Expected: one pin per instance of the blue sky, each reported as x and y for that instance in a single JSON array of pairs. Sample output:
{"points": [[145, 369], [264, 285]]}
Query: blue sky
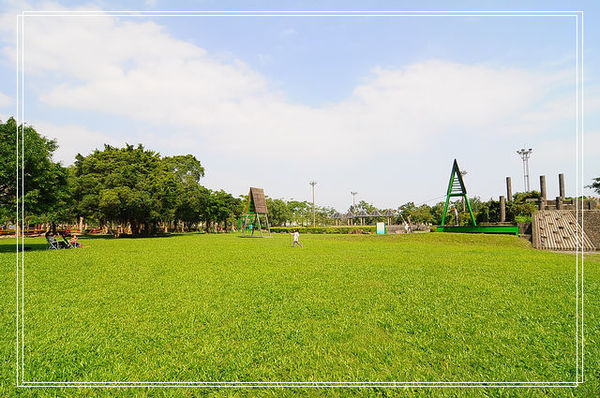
{"points": [[378, 105]]}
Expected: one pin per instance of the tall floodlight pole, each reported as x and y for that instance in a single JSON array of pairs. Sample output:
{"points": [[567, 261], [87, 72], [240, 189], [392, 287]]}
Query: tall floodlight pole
{"points": [[313, 183], [353, 200], [525, 154]]}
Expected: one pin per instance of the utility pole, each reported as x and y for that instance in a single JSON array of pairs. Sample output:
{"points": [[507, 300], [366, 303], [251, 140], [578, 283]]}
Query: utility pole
{"points": [[313, 183], [353, 200], [525, 154]]}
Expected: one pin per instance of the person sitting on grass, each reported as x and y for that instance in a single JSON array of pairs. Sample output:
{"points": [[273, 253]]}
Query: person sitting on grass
{"points": [[296, 236]]}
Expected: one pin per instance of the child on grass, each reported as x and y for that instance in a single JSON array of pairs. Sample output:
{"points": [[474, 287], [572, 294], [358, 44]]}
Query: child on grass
{"points": [[296, 236]]}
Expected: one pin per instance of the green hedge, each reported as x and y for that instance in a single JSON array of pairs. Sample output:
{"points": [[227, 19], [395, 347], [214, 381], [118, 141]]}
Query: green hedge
{"points": [[366, 229]]}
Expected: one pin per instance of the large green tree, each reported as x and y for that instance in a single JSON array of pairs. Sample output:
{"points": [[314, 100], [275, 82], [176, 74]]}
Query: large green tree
{"points": [[136, 188], [595, 185]]}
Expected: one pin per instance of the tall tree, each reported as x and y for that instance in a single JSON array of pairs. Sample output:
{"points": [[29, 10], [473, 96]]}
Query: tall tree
{"points": [[595, 185], [44, 196]]}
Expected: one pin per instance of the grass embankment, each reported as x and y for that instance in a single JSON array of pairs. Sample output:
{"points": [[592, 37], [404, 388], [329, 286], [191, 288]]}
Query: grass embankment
{"points": [[421, 307]]}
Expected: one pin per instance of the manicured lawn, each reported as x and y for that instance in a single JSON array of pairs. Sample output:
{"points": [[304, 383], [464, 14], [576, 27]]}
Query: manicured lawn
{"points": [[421, 307]]}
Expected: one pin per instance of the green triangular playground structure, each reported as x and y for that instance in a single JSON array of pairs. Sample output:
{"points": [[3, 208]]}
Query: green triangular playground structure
{"points": [[456, 187], [255, 208]]}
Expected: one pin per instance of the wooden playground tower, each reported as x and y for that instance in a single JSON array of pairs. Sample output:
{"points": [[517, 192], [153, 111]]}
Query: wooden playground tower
{"points": [[256, 207]]}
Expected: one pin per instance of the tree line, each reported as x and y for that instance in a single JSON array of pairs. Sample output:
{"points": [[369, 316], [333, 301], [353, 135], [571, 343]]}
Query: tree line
{"points": [[134, 190]]}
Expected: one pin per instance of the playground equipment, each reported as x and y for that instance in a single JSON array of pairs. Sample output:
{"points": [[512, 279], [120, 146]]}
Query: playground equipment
{"points": [[255, 208], [456, 188]]}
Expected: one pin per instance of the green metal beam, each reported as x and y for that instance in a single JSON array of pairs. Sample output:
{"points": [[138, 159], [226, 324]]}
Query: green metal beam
{"points": [[481, 229], [452, 192]]}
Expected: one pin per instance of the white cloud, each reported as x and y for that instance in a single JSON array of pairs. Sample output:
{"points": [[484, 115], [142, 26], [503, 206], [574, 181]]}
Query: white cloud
{"points": [[135, 69]]}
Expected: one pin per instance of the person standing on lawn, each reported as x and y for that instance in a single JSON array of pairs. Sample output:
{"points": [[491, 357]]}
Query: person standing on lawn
{"points": [[296, 236]]}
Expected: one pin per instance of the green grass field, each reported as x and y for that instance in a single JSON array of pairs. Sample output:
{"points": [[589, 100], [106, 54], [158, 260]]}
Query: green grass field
{"points": [[420, 307]]}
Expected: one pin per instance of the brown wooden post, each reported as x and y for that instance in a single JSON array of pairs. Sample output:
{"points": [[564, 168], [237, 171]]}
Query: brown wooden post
{"points": [[561, 185], [543, 187]]}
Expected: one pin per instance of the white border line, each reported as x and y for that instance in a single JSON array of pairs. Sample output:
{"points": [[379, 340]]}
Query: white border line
{"points": [[20, 116]]}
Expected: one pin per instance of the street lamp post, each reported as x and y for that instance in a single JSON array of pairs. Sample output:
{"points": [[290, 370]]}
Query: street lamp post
{"points": [[525, 154], [313, 183]]}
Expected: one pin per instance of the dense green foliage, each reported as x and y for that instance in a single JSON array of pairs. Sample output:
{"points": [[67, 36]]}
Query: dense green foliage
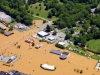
{"points": [[17, 9], [94, 46], [70, 12], [59, 46]]}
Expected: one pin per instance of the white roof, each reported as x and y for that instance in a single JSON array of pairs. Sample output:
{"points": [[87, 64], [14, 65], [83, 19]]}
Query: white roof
{"points": [[61, 43], [51, 38], [42, 33], [49, 67]]}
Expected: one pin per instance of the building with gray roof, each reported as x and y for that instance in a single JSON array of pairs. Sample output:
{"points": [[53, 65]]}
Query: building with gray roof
{"points": [[8, 33], [63, 56], [58, 52]]}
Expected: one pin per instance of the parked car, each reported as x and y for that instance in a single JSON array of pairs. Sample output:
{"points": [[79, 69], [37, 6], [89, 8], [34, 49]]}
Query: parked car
{"points": [[38, 46], [29, 40]]}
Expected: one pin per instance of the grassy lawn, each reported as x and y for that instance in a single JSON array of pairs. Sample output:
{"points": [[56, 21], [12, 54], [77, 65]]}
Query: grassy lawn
{"points": [[94, 45]]}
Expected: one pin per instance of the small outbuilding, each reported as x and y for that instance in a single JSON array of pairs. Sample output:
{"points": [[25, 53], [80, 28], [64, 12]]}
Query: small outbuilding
{"points": [[42, 34]]}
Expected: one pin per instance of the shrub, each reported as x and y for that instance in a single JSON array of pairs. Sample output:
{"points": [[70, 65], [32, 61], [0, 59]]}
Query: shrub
{"points": [[37, 14], [39, 4]]}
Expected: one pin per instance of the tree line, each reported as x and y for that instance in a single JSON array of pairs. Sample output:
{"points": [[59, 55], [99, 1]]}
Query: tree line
{"points": [[17, 9]]}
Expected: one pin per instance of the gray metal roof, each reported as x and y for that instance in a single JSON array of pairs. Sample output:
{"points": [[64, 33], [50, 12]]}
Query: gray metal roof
{"points": [[3, 73], [58, 52], [63, 56], [66, 53], [8, 33], [2, 27]]}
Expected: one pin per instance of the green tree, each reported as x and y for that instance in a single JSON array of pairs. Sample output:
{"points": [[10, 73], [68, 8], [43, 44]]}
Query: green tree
{"points": [[55, 32], [68, 36], [50, 15], [44, 21], [11, 28], [81, 71], [33, 43], [48, 29], [2, 31]]}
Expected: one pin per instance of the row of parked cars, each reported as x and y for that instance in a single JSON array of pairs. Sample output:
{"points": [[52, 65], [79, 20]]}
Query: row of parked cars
{"points": [[30, 40], [80, 52]]}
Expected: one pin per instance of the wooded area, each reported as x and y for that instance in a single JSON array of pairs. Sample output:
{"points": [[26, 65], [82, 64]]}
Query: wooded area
{"points": [[17, 9]]}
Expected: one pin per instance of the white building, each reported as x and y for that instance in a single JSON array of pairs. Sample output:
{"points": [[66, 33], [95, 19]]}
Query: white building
{"points": [[61, 43], [51, 38], [48, 67], [42, 34], [4, 17]]}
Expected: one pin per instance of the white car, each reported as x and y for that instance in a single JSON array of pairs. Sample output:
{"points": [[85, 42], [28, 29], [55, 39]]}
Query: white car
{"points": [[48, 67]]}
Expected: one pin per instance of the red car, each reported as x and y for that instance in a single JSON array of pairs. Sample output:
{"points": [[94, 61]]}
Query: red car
{"points": [[29, 40]]}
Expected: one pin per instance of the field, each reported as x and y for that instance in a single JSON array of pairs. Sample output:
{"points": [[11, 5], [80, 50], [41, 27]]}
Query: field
{"points": [[94, 45], [31, 58]]}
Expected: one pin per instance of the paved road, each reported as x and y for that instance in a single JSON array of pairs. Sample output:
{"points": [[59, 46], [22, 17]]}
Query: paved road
{"points": [[40, 17], [41, 27]]}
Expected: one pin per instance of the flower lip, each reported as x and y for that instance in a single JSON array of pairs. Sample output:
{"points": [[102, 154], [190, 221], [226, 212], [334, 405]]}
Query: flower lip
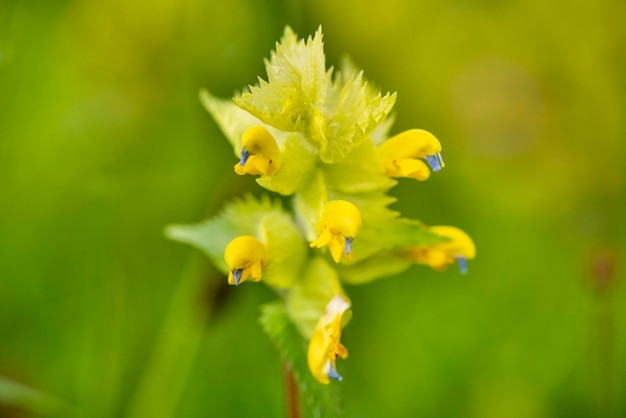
{"points": [[462, 262], [348, 249], [237, 275], [435, 161], [244, 156], [404, 153], [459, 249]]}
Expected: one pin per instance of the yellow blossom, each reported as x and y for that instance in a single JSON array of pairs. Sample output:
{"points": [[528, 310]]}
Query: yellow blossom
{"points": [[460, 248], [259, 153], [341, 222], [245, 257], [325, 345], [402, 154]]}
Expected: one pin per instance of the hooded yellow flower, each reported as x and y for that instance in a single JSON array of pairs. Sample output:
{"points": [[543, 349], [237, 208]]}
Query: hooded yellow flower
{"points": [[245, 256], [460, 248], [341, 222], [325, 345], [404, 153], [259, 153]]}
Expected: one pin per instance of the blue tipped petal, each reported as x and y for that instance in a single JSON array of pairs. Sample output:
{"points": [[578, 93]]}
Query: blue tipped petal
{"points": [[348, 245], [332, 373], [244, 156], [435, 161], [237, 275], [462, 262]]}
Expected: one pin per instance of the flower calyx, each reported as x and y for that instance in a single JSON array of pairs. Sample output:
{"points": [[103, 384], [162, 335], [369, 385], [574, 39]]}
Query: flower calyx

※ ※ ※

> What you need to do
Write out only the lines from the line containing "Expected: one pin per instance of the flower lip, each" through the end of the material above, both end lines included. Pictures are not written out.

> Output of the task
Expected: one pin per instance of the flower lip, each reported as x and y for that instance in a single JSON array of pairs. Sample output:
{"points": [[102, 154], [190, 221], [226, 212], [334, 405]]}
Query: flower lip
{"points": [[462, 262], [348, 249], [237, 275], [435, 161], [244, 156], [404, 153], [459, 249]]}
Expected: one pin per instance of the yellow blossom, each reported as x and y for that instance in a single JSON array of pairs. Sample output:
{"points": [[528, 310]]}
Query: yellow blossom
{"points": [[460, 248], [259, 153], [341, 222], [245, 257], [325, 345], [402, 154]]}
Expected: one pin per instance of the hooded yellow flower, each reported as x and y for that instance in a single JSON array of pairs. Sample output:
{"points": [[543, 349], [237, 208]]}
Query: hooded yellow flower
{"points": [[245, 256], [460, 248], [341, 222], [325, 345], [404, 153], [259, 153]]}
Expected: one pin per instance of the blue tipped petal, each reported as x and y for that instance in a single JSON array of pairs. Sample output:
{"points": [[578, 93]]}
Query: blue tipped petal
{"points": [[348, 245], [332, 373], [244, 156], [435, 161], [237, 275], [462, 262]]}
Expected: one pin per instance of the flower calyx, each reported as x and y for that instance in a single JSON array of pairs. Sample output:
{"points": [[103, 384], [162, 335], [369, 385], [574, 39]]}
Query: flower calyx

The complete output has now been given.